_WORK INSTRUCTIONS_
The answer is the set of lines that include "cliff", copied from the data below.

_INPUT FOR THIS TASK_
____________

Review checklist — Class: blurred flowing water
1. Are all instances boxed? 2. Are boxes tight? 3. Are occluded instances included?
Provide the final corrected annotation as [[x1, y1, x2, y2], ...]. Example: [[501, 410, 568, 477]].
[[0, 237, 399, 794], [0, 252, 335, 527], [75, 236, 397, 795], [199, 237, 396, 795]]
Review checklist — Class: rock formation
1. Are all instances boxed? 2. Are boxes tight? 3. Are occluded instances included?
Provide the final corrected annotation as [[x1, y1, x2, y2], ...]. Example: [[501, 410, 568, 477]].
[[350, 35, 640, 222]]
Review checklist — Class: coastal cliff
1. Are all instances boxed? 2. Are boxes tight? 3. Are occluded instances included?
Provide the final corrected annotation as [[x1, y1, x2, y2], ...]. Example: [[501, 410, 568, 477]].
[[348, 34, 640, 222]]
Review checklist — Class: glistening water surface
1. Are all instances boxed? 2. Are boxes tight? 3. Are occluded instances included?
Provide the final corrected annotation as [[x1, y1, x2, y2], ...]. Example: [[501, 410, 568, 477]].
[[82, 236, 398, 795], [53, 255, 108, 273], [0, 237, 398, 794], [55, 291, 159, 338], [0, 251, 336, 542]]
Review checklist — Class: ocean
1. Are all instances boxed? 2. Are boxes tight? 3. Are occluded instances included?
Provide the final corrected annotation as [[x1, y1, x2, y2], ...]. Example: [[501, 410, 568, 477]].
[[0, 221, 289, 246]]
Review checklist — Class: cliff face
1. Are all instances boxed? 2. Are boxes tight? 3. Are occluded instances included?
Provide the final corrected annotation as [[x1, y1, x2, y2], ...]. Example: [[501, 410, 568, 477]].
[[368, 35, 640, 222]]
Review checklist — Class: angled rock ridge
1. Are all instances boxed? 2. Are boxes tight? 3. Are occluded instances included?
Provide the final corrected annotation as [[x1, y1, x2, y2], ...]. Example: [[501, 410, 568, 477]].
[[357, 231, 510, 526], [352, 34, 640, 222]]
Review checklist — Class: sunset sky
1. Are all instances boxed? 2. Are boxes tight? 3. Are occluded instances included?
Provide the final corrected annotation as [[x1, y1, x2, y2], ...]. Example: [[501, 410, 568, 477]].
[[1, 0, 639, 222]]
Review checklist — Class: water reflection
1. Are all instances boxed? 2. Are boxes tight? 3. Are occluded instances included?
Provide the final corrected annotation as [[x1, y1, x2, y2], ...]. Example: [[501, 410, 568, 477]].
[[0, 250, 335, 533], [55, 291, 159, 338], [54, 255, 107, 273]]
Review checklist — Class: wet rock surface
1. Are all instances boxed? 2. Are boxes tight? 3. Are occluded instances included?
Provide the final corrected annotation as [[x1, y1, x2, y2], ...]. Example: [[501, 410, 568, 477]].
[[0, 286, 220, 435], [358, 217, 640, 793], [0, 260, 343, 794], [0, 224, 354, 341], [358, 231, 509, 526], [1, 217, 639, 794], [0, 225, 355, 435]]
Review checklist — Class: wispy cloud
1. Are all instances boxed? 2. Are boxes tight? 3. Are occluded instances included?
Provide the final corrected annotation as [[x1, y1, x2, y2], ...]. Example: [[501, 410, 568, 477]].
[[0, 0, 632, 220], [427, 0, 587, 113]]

____________

_ANSWER SPACE_
Review checklist — Class: coastal cliff
Review checklist — Class: cliff face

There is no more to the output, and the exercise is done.